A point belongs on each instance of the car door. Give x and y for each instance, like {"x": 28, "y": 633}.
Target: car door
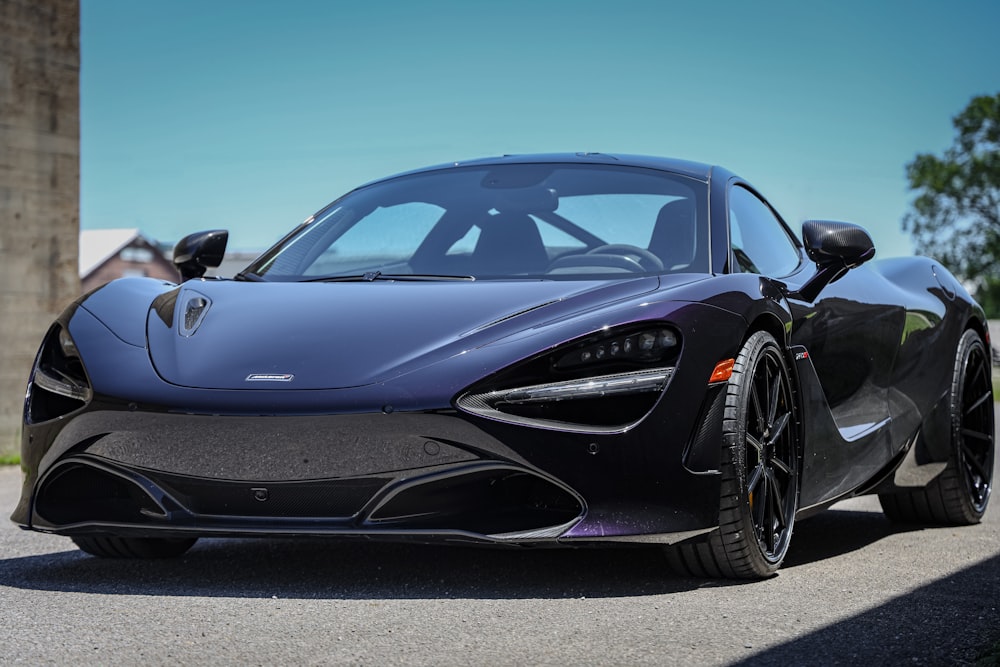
{"x": 844, "y": 346}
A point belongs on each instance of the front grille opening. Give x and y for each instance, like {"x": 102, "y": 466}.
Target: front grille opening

━━━━━━

Task to carry out
The lines to quote run from the one containing "A point belongs on each instance of the front" through the final line of the material above; please give them exactly, both ends included, and nothing else.

Written answer
A point belongs on each instance of the front grille opening. Give x and y for each instance, like {"x": 102, "y": 466}.
Target: front grille opening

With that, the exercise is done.